Exercise details: Reproduce all of the data exactly. Images are not to appear in the reply.

Input records:
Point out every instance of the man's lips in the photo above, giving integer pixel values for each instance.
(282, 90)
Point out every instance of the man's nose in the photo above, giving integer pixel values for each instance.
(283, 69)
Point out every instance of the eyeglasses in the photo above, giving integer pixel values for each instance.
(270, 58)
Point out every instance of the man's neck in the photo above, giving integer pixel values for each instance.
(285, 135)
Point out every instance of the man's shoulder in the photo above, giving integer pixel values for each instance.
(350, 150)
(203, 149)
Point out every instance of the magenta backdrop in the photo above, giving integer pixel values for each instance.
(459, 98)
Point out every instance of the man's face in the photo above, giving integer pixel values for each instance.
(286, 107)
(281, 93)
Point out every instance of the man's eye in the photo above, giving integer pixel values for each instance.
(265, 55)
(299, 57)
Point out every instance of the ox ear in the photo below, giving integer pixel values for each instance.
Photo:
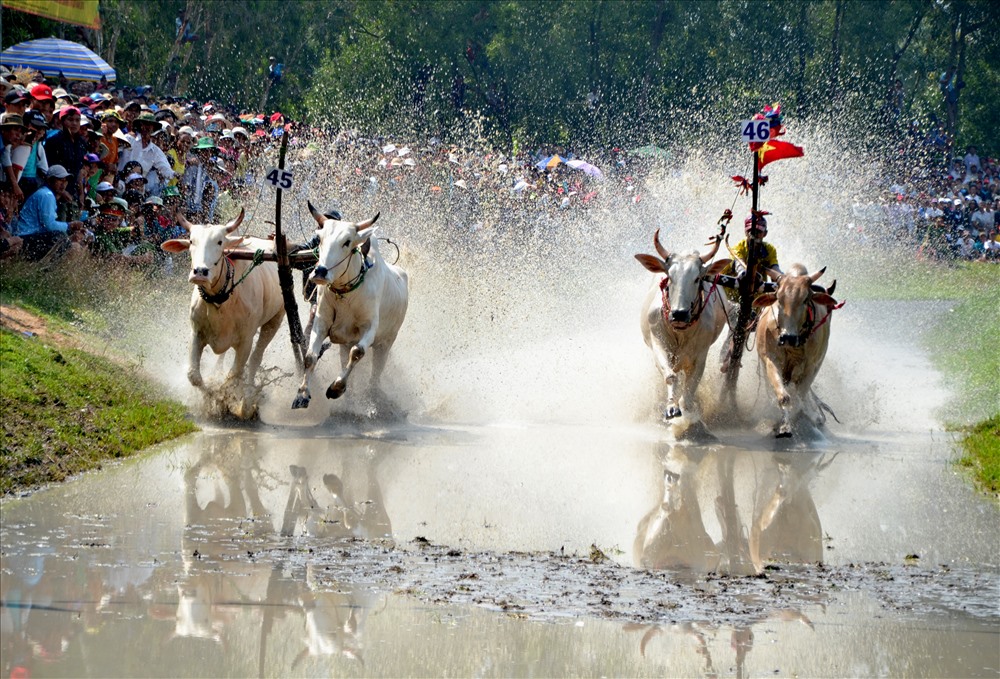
(815, 276)
(364, 235)
(824, 299)
(718, 267)
(175, 245)
(767, 299)
(235, 224)
(368, 222)
(320, 219)
(652, 263)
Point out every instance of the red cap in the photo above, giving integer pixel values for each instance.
(761, 224)
(41, 91)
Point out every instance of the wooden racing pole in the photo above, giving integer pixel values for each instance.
(747, 286)
(285, 270)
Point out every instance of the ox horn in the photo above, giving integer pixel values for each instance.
(185, 224)
(708, 257)
(235, 224)
(320, 219)
(815, 276)
(660, 250)
(368, 222)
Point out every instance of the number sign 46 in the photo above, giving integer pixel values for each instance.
(755, 130)
(279, 179)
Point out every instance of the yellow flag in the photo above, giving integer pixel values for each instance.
(79, 12)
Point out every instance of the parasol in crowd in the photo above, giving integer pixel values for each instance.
(53, 56)
(586, 168)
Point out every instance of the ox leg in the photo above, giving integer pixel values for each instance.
(194, 369)
(778, 384)
(267, 333)
(357, 352)
(320, 327)
(670, 378)
(243, 350)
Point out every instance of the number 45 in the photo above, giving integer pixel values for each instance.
(281, 179)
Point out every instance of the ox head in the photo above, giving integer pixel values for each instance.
(207, 243)
(793, 301)
(337, 241)
(684, 274)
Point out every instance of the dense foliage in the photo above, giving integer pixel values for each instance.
(563, 71)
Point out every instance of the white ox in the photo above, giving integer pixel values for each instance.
(360, 305)
(681, 319)
(792, 336)
(228, 309)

Your response:
Point out every instance of the man's lips in the photo above, giving integer pixel values for each instance.
(282, 90)
Point out every instance of the man's nose in the photo above, giving integer pixel values for each instance.
(283, 69)
Point out every instance of the eyeglasses in the photo above, giving integer pixel values for each instance.
(270, 58)
Point out every instance of the man's neck in the photo above, giving integer pixel values for each instance.
(285, 135)
Point out every instance of the man's shoulder in the photo above, giving integer pixel values for each instance.
(350, 150)
(203, 149)
Point out every instance of the magenta backdrop in the photo above, giving integer pixel values for each instance.
(459, 98)
Point out every instance of the man's face in the photo above, giving integer pixel values for each instance.
(286, 107)
(281, 93)
Point out every instance of the man's eye in the photo above, giving integer pixel values for each instance.
(265, 55)
(299, 57)
Point out every instance of the ox ear in the photo below, giving integer pixel values for each instance.
Photo:
(815, 276)
(364, 235)
(824, 299)
(718, 267)
(175, 245)
(767, 299)
(235, 224)
(368, 222)
(320, 219)
(652, 263)
Point out every instance of the red cap in the photo above, giving integer pixel values for each instance.
(761, 224)
(41, 91)
Point out every instance of the wooden racing pole in the photo above, giving integer pixel values for each instance.
(747, 286)
(285, 270)
Point out every instance of the ox horn in the photo above, giving integer pixel values for each instance.
(185, 224)
(708, 257)
(235, 224)
(320, 219)
(815, 276)
(660, 250)
(368, 222)
Point out every instance of the number sign 46 in the photo above, giving integer pixel values for each instance.
(755, 130)
(279, 179)
Point out every instance of the yellow flag in the photo above, giving integer pixel values for each instance.
(79, 12)
Point out every instance of the parasol in crowd in the photo above, giving integer pixel values for each instance.
(53, 56)
(586, 168)
Point out every instance of the ox leg in the photo above, giving integer pixel values for each instance.
(194, 369)
(778, 384)
(267, 333)
(357, 352)
(320, 327)
(670, 378)
(243, 350)
Point out every instance of the number 45 in the photo above, giving integer pixel values for each instance.
(281, 179)
Point out every instance of the ox head in the photo above, giving integer pixel values for each instance.
(207, 243)
(793, 301)
(337, 241)
(684, 274)
Point out every instance of the dense foliage in the photo above, giving integer pixel values for each instance.
(563, 71)
Point out every instance of the white ox in the photo above, giving integer pixel values for each instance.
(360, 305)
(681, 319)
(792, 336)
(228, 309)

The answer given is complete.